Goal => Substitute "point" for every "marker" in the lines below, and leave everything else unchanged.

Working data =>
▬▬▬
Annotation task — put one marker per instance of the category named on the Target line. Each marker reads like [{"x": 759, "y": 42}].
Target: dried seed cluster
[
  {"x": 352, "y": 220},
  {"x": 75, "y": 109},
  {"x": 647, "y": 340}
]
▬▬▬
Correct result =>
Annotation task — put one point per instance of the category named on the Target line. Each point reads like [{"x": 759, "y": 42}].
Target: dried seed cluster
[
  {"x": 352, "y": 220},
  {"x": 75, "y": 109},
  {"x": 647, "y": 340}
]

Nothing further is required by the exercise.